*** Dataset records Section Begins ***

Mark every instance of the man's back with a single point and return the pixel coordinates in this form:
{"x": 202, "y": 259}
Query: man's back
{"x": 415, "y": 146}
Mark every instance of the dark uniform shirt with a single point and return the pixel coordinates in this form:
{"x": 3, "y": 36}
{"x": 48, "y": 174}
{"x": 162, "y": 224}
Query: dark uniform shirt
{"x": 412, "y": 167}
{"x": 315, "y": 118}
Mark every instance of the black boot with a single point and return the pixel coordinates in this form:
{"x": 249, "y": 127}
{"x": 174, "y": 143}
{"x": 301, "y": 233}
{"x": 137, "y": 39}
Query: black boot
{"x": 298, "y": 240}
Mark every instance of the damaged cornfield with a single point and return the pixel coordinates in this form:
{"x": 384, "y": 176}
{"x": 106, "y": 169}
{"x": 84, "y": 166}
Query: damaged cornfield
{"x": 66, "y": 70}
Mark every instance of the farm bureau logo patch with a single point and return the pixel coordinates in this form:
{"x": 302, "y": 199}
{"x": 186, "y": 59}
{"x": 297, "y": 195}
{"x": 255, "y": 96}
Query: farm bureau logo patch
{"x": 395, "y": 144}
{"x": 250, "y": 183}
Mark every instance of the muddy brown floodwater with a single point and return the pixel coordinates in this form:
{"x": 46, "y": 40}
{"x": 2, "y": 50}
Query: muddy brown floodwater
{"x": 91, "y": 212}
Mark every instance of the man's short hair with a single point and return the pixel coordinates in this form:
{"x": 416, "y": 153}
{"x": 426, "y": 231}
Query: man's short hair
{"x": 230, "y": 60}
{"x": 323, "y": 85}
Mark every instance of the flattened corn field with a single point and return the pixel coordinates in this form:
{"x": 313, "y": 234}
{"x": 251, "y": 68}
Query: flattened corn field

*** Dataset records Section Ends ***

_Exercise directions_: Restate the full data above, keeping each word intact.

_Answer space_:
Mark every instance of the man's back with a single point and return the pixel coordinates in this form:
{"x": 202, "y": 259}
Query: man's back
{"x": 415, "y": 146}
Mark every instance of the dark uniform shirt with a single point and return the pixel coordinates in this form:
{"x": 3, "y": 36}
{"x": 48, "y": 174}
{"x": 162, "y": 224}
Query: dark uniform shirt
{"x": 412, "y": 167}
{"x": 315, "y": 118}
Mark every instance of the black boot with a single point and return the pixel coordinates in this form:
{"x": 249, "y": 127}
{"x": 174, "y": 143}
{"x": 301, "y": 233}
{"x": 137, "y": 39}
Query: black boot
{"x": 298, "y": 240}
Mark every instance of the damaged cornfield with a single point and return the pixel coordinates in this form:
{"x": 384, "y": 176}
{"x": 106, "y": 169}
{"x": 84, "y": 166}
Query: damaged cornfield
{"x": 66, "y": 70}
Mark every instance of the farm bureau logo patch with a single point and return the pixel coordinates in this form:
{"x": 302, "y": 199}
{"x": 186, "y": 59}
{"x": 297, "y": 195}
{"x": 255, "y": 96}
Query: farm bureau logo patch
{"x": 395, "y": 144}
{"x": 250, "y": 183}
Mark every instance of the muddy brown floodwater with a single point and return the pixel coordinates in this form:
{"x": 46, "y": 40}
{"x": 2, "y": 50}
Query: muddy brown floodwater
{"x": 91, "y": 212}
Mark every instance of the man's short hair with a single point and return the pixel coordinates in this form:
{"x": 416, "y": 153}
{"x": 426, "y": 231}
Query: man's short hair
{"x": 230, "y": 60}
{"x": 323, "y": 85}
Mark every instance of the flattened corn field with a single point and return the pixel coordinates in this form:
{"x": 313, "y": 234}
{"x": 251, "y": 68}
Query: flattened corn field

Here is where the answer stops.